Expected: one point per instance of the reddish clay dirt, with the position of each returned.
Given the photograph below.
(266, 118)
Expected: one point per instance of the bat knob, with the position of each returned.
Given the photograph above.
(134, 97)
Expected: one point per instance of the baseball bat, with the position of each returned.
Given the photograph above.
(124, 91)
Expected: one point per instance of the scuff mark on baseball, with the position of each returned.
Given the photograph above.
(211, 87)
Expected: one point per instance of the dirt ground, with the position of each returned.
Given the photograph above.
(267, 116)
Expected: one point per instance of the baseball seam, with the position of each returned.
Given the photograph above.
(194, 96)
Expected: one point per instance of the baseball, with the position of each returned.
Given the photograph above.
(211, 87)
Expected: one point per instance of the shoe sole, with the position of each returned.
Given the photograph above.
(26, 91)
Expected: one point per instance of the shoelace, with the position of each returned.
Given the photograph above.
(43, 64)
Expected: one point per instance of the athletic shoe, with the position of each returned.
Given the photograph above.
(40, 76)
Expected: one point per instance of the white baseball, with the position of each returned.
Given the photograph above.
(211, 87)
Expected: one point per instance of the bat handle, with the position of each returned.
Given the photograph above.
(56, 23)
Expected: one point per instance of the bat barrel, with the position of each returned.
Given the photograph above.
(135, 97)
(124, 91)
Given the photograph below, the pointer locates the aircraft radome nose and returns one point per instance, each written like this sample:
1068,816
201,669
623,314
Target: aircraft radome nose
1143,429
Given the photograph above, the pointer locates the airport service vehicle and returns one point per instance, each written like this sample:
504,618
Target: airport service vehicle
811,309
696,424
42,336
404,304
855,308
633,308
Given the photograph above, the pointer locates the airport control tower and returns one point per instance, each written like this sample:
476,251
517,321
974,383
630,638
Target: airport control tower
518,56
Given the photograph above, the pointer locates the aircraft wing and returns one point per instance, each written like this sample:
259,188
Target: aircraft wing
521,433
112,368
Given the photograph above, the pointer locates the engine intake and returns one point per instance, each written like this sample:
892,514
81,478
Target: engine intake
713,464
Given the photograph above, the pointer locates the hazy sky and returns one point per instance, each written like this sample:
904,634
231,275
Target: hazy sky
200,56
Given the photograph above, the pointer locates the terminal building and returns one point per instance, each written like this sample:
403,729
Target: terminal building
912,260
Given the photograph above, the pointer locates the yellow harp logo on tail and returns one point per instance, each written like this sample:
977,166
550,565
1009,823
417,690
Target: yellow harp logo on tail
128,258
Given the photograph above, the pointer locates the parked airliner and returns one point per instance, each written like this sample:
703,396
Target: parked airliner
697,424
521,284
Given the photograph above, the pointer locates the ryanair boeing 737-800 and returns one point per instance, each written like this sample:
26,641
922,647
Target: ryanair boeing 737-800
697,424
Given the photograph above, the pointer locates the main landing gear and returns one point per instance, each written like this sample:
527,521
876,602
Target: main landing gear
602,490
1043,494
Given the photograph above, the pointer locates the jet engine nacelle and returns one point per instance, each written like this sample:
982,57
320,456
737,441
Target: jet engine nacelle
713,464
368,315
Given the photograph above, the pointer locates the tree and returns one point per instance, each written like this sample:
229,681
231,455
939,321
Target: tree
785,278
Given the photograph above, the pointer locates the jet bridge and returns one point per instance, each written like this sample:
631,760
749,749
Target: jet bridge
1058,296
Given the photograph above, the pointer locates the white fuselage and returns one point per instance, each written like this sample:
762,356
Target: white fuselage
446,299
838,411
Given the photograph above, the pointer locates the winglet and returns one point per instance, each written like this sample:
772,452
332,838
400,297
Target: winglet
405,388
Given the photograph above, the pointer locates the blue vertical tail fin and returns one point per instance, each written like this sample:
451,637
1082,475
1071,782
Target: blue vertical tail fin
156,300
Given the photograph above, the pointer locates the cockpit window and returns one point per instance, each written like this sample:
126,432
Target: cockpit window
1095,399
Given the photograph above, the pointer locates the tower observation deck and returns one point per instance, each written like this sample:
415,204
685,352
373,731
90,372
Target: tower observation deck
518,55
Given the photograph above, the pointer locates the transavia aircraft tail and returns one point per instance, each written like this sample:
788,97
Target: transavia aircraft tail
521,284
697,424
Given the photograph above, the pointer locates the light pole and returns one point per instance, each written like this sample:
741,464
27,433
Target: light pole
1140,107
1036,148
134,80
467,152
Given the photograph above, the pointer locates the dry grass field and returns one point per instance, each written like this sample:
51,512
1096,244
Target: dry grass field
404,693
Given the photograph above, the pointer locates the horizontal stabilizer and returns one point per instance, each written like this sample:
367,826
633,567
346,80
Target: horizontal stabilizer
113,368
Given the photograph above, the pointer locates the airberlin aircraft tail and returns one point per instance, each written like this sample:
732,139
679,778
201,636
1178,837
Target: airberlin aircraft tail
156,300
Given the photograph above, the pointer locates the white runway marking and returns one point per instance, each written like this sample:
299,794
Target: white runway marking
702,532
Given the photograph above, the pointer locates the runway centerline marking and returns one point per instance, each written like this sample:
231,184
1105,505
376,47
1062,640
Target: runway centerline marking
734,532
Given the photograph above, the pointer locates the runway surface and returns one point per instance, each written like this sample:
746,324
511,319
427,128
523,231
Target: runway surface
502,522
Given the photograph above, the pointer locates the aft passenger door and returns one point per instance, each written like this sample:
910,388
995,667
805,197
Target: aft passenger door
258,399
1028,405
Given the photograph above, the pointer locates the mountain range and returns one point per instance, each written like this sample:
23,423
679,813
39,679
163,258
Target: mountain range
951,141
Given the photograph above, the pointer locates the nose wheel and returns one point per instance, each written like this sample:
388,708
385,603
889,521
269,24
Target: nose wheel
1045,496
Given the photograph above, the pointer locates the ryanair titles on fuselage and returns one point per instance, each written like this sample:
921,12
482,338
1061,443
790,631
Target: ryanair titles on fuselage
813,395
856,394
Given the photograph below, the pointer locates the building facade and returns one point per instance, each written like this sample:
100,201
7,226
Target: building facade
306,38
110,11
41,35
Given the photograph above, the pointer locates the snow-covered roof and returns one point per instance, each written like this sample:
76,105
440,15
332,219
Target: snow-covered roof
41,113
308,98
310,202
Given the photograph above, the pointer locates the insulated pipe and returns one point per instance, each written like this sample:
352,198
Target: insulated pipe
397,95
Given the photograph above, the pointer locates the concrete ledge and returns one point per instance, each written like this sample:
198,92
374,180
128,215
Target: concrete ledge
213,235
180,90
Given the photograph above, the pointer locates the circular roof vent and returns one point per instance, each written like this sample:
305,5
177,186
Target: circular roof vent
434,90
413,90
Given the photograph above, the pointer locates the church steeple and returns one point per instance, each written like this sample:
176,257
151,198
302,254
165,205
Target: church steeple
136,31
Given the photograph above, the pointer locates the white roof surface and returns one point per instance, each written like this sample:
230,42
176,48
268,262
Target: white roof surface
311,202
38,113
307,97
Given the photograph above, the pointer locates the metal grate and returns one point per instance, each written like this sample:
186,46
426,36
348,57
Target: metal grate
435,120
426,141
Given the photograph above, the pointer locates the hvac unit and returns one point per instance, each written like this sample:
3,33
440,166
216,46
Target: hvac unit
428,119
+++
■ TASK GOAL: Transcribe the whole listing exactly.

■ SOLUTION:
Expected: one point per instance of the reddish clay dirt, with the position of each returned.
Given the photograph below.
(266, 118)
Expected: one point per instance of the bat knob, with the position of each returned.
Given the photograph above.
(134, 97)
Expected: one point per instance of the baseball bat, with the position of each returned.
Given the photograph above.
(124, 91)
Expected: one point per instance of the scuff mark on baseball, with the position of each returned.
Given the photograph above.
(211, 87)
Expected: one point per instance of the dirt ground, with the position of each returned.
Given the photograph above.
(267, 116)
Expected: one point per instance of the baseball seam, with the position of each returned.
Given the photograph above.
(194, 96)
Expected: one point per instance of the baseball, with the position of each returned.
Given the photograph above.
(211, 87)
Expected: one point per instance of the shoe sole, with the position of each returned.
Given the photograph above.
(26, 91)
Expected: one point per instance of the shoelace, with the position of each returned.
Given the photograph above.
(43, 64)
Expected: one point per instance of the athletic shoe, with the position of each returned.
Given the photograph above.
(40, 76)
Expected: one point per instance of the white baseball, with the position of each returned.
Given the photograph above.
(211, 87)
Expected: one point per instance of the bat handle, with the position of each returned.
Given the photograph above.
(56, 23)
Expected: one point per instance of the bat barrel, with the position of each returned.
Given the photograph above.
(135, 97)
(124, 91)
Given the photograph below, the pointer locates the aircraft radome nose and returns one point per instance, each written like this sample:
1068,816
201,669
623,314
Target: aircraft radome nose
1143,429
Given the photograph above, the pointer locates the airport service vehicle and returns one point per instance, each written like this sample:
504,618
Target: airport service vehicle
811,309
696,424
42,336
404,304
855,308
633,308
Given the photograph above, the pointer locates the airport control tower and returns one point per instance, each written like this sample:
476,251
517,321
974,383
630,638
Target: airport control tower
518,56
Given the photograph above, the pointer locates the aircraft wing and returns one point per instance, each written like this sample:
259,188
Target: aircraft wing
521,433
112,368
Given the photograph above, the pointer locates the engine intake and returns one point per instance, each written like this sample:
892,514
81,478
Target: engine intake
713,464
Given the photograph above, the pointer locates the hazy sky and returns one point per instance, each written like this sample:
904,634
231,275
Target: hazy sky
200,56
Given the photograph above, the pointer locates the terminal building and returns one point per instance, each written like this sample:
403,729
Target: terminal building
912,260
Given the photograph above, the pointer locates the yellow harp logo on tail and returns one point per instance, each written like this sample:
977,166
550,565
1009,823
417,690
Target: yellow harp logo on tail
128,258
Given the photograph above, the pointer locates the parked airliner and returns one point per instance, each written like this sample:
703,396
Target: parked airliner
697,424
521,284
Given the photograph above, the pointer locates the ryanair boeing 737-800 and returns one point per instance, each written like this sample:
26,641
922,647
Target: ryanair boeing 737-800
697,424
Given the photograph above, the pointer locates the main landing gear and returns one point per instance, each written like this sample:
527,521
876,602
Target: main landing gear
602,490
1043,494
Given the photograph above, the pointer locates the jet engine nacelle and returns one point per instance, each written like this sample:
982,57
320,456
737,441
Target: jet engine nacelle
713,464
368,315
Given the photograph above, the pointer locates the tree and returns one point per instance, each written like this sample:
229,681
231,455
939,321
Target: tree
785,278
Given the photograph above, the pointer locates the jet bridge and returns one point per instance, each written like this sample:
631,760
749,749
Target: jet bridge
1058,296
Given the photograph above, the pointer locates the white fuselage and returns one point per instance, each written like this sample:
762,356
Target: white fuselage
446,299
838,411
Given the photograph above, the pointer locates the winglet and returns one point per instance, each written like this sample:
772,452
332,838
400,297
Target: winglet
405,388
Given the photograph above, the pointer locates the blue vertical tail fin and returns one point per instance, each written like this sample:
451,637
1082,475
1071,782
Target: blue vertical tail fin
156,300
Given the photograph above, the pointer locates the cockpit window and returns one point per instance, each written like this sample:
126,432
Target: cockpit window
1095,399
Given the photograph above, the pointer locates the tower observation deck and returns one point per instance, each written like this sample:
415,204
685,352
373,731
90,372
Target: tower observation deck
518,55
Given the photograph above, the pointer locates the transavia aircraft tail and returns one point per instance, each written like this sample:
788,97
Target: transavia aircraft tail
521,284
697,424
Given the photograph above, the pointer locates the light pole and returns one point per instance, each written like this sample:
741,464
27,433
Target: light pole
1140,107
1036,148
134,80
467,152
Given the photograph above, the pointer locates the dry grass field and returns one point per instance, each written like this sample:
51,512
1096,244
Target: dry grass field
404,693
Given the photograph above, the pointer locates the horizontal stabilizer and returns one point per instance, each written like this sample:
367,826
633,567
346,80
Target: horizontal stabilizer
113,368
Given the photograph above, the pointer locates the airberlin aircraft tail and returns one point per instance, each written like this sample:
732,139
679,778
201,636
1178,837
Target: airberlin aircraft tail
156,300
Given the photograph above, the pointer locates the white runway marking and returns one point per instance, each written like this sample:
299,794
Target: white runway marking
702,532
Given the photograph above, the pointer locates the runway centerline marking and returns one point per instance, each written like this sample:
231,184
1105,505
376,47
1062,640
Target: runway centerline marking
734,532
Given the photograph above, the pointer locates the runway surface and returns one point per instance, each written like this sample:
746,324
511,319
427,128
523,231
Target: runway surface
502,522
Given the photograph above, the pointer locates the aft passenger door and returns one point per instance, each written like this sample:
910,388
995,667
805,197
Target: aft passenger door
258,399
1028,405
Given the photograph above, the pointer locates the mountain range and returns one point per instance, each written like this sample:
23,423
679,813
39,679
163,258
Target: mountain range
951,141
Given the photograph above, the pointer locates the nose wheel and returns one point per instance, each written like this sample:
388,708
385,603
889,521
269,24
Target: nose wheel
1045,496
Given the photograph above, the pointer locates the ryanair titles on fuselage and returns one point per instance, each written like this sample:
921,12
482,338
1061,443
790,631
Target: ryanair titles on fuselage
813,395
856,394
Given the photograph below, the pointer locates the building facade and returns one point per instance, each written like this sample:
100,201
7,226
Target: building facade
306,38
110,11
41,35
Given the photograph above, the pointer locates the snow-covered roof and returns one point per instance, each written like this sample:
76,105
440,15
332,219
Target: snow-covered roof
41,113
308,98
310,202
Given the photograph above, the pointer locates the insulated pipe and returns one point per instance, each written like this sample:
352,198
Target: insulated pipe
397,95
Given the photograph above, the pointer locates the concrete ledge and returns one point per instance, each written like this sample:
198,92
374,180
128,215
Target: concrete ledge
213,235
180,90
Given the photograph above, the pointer locates the circular roof vent and returns one point per instance, each written like this sample:
305,5
177,186
Target: circular roof vent
434,90
413,90
Given the photograph above, the pointer locates the church steeple and returns one point per instance, each written like this sample:
176,257
151,198
302,254
165,205
Target: church steeple
136,31
Given the photograph above, the pointer locates the white roof surface and returns one point per instance, each written like this sample:
230,42
176,48
268,262
Target: white roof surface
311,202
38,113
307,97
Given the photograph above, the pointer locates the metal grate and returns one point per instance, each written like this sample:
186,46
426,36
348,57
Target: metal grate
435,120
426,141
Given the photograph above, the pointer locates the hvac unit and returns one point per instance, each written like this sample:
3,33
440,166
216,46
Target: hvac unit
428,119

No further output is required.